I also recommend this. I have tried all of the frameworks, and deploy some still for some clients- but for my personal agents, its my own custom framework that is dead simple and very easy to spin up, extend, etc.
This sounds interesting. What about the agent behavior itself? How it decides how to come at a problem, what to show the user along the way, and how it decides when to stop? Are these things you have attempted to grapple with in your framework?
Excellent write up. I’ve been thinking a lot about caching and agents so this was right ilup my alley.
Have you experimented with using semantic cache on the chain of thought(what we get back from the providers anyways) and sending that to a dumb model for similar queries to “simulate” thinking?
Yes, this is great advice. It also applies to interfaces. When we designed a support "chat bot", we went with a diferent architecture than what's out there already. We designed the system with "chat rooms" instead, and the frontend just dumps messages to a chatroom (with a session id). Then on the backend we can do lots of things, incrementally adding functionality, while the front end doesn't have to keep up. We can also do things like group messages, have "system" messages that other services can read, etc. It also feels more natural, as the client can type additional info while the server is working, etc.
If you have to use some of the client side SDKs, another good idea is to have a proxy where you can also add functionality without having to change the frontend.
Creativity is an underrated hard part of building agents. The fun part of building right now is knowing how little of the design space for building agents has been explored.
This is not so unlike the coding agent I'm building for vs code. One of the things I'm doing is keeping a snapshot of the current vs code state (files open, terminal history, etc) in the agent server. Similarly, I track the file changes without actually writing them until the user approves the diff, so there are some "filesystem" like things that need to be carefully managed on each side.
tl;dr, Both sides are broadcasting messages and listening for the ones they care about.
This is a huge undertaking though. Yes it is quite simple to build some basic abstraction on top of openai.complete or similar but this like 1% of an agent need to do.
My bet is that agent frameworks and platform will become more like game engines. You can spin your own engine for sure and it is fun and rewarding. But AAA studios will most likely decide to use a ready to go platform with all the batteries included.
In totality, yes. But you don't need every feature at once. You add to it once you hit boundaries. But I think the most important thing about this exercise is that you leave nothing to the imagination when building agents.
The non-deterministic nature of LLMs already makes the performance of agents so difficult to interpret. Building agents on top of code that you cannot mentally trace through leads to so much frustration when addressing model underperformance and failure.
It's hard to argue that after the dust settles, companies will default to batteries-included frameworks but, right now, a lot of people i've regretted adopting a large framework off the bat.
We're repeating the same overengineering cycle we saw with early LangChain/RAG stacks. Just a couple of months ago the term agent was hard to define, but I've realized the best mental model is just a standard REPL:
Read: Gather context (user input + tool outputs).
Eval: LLM inference (decides: do I need a tool, or am I done?).
Print: Execute the tool (the side effect) or return the answer.
Loop: Feed the result back into the context window.

### Work instruction A
Reproduce the agent-building discussion word for word, from "This is a huge" up to and including "the batteries included.".
### Work instruction B
Write what comes next in the discussion of building AI agents, picking up after its final line.

### Records supplied
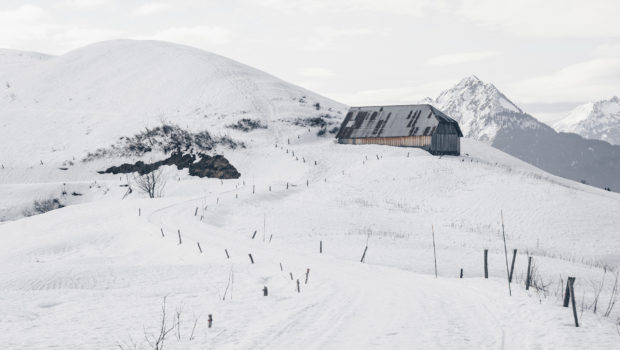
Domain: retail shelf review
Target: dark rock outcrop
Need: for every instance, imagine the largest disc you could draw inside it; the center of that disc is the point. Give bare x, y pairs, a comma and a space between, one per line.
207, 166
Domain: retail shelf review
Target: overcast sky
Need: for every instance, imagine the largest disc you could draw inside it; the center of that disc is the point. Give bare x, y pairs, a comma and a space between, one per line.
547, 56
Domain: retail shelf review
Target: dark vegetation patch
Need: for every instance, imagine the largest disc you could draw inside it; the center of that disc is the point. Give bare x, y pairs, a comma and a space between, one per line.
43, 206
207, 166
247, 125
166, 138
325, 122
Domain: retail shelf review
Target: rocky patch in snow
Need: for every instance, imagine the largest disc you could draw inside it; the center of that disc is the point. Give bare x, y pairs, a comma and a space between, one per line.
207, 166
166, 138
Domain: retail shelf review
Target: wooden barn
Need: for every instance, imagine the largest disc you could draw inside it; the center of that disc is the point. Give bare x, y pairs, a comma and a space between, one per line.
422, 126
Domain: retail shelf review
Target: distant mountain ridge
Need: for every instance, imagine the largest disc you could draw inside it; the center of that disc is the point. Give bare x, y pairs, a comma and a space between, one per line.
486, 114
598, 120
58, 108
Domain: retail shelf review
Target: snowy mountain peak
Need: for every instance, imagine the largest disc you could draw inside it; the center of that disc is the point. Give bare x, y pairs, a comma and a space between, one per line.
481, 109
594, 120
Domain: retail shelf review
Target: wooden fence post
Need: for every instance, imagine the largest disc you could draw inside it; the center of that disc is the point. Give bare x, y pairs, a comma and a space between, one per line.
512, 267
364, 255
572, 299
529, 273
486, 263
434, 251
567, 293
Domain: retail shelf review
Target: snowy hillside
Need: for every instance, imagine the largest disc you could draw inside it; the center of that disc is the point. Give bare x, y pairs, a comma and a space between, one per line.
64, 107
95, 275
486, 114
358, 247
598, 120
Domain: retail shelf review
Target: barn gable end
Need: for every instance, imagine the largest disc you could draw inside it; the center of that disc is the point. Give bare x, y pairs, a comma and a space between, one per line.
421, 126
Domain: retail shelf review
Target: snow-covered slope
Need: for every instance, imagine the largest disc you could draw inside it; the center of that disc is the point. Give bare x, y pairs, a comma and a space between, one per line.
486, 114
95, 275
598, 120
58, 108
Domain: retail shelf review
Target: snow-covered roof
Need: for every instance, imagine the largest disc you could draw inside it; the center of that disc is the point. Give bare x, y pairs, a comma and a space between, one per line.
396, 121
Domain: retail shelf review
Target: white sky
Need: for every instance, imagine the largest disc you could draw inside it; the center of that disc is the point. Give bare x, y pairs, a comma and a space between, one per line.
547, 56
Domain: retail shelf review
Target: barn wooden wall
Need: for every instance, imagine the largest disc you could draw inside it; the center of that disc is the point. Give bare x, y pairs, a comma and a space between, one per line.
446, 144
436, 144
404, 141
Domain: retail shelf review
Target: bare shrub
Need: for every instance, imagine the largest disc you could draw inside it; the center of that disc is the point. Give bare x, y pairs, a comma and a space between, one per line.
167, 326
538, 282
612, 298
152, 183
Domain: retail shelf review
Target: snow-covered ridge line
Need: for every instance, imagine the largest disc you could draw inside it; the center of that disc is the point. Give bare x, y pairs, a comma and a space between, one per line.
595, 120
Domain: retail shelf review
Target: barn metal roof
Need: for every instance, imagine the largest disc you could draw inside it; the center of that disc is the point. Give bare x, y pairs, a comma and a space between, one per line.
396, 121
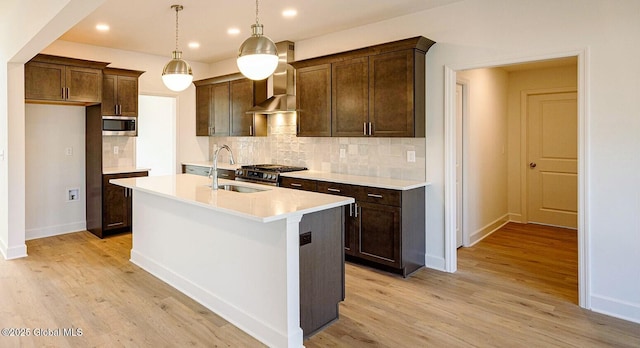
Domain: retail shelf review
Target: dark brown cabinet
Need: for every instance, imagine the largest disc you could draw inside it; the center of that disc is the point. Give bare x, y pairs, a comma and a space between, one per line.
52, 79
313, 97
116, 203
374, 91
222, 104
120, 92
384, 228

### Task answer A
This is a huge undertaking though. Yes it is quite simple to build some basic abstraction on top of openai.complete or similar but this like 1% of an agent need to do.
My bet is that agent frameworks and platform will become more like game engines. You can spin your own engine for sure and it is fun and rewarding. But AAA studios will most likely decide to use a ready to go platform with all the batteries included.

### Task answer B
Rolling a lightweight implementation around this concept has been significantly more robust for me than fighting with the abstractions in the heavy-weight SDKs.
I don't think this has much to do with SDKs. I've developed my own agent code from scratch (starting from the simple loop) and eventually- unless your use case is really simple- you always have to deal with the need for subagents specialised for certain tasks, that share part of their data (but not all) with the main agent, with internal reasoning and reinforcement messages, etc.
Interestingly, sticking to the "Agent = REPL" mental model is actually what helped me solve those specific scaling problems (sub-agents and shared data) without the SDK bloat.
1. Sub-agents are just stack frames. When the main loop encounters a complex task, it "pushes" a new scope (a sub-agent with a fresh, empty context). That sub-agent runs its own REPL loop, returns only the clean result with out any context pollution and is then "popped".
2. Shared Data is the heap. Instead of stuffing "shared data" into the context window (which is expensive and confusing), I pass a shared state object by reference. Agents read/write to the heap via tools, but they only pass "pointers" in the conversation history. In the beginning this was just a Python dictionary and the "pointers" were keys.
My issue with the heavy SDKs isn't that they try to solve these problems, but that they often abstract away the state management. I’ve found that explicitly managing the "stack" (context) and "heap" (artifacts) makes the system much easier to debug.
This is why I use the agent I use. I won't name the company, because I don't want people to think I'm a shill for them (I've already been accused of it before, but I'm just a happy, excited customer). But it's an agentic coding company that isn't associated with any of the big model providers.
I don't want to keep up with all the new model releases. I don't want to read every model card. I don't want to feel pressured to update immediately (if it's better). I don't want to run evals. I don't want to think about when different models are better for different scenarios. I don't want to build obvious/common subagents. I don't want to manage N > 1 billing entities.
I just want to work.
Paying an agentic coding company to do this makes perfect sense for me.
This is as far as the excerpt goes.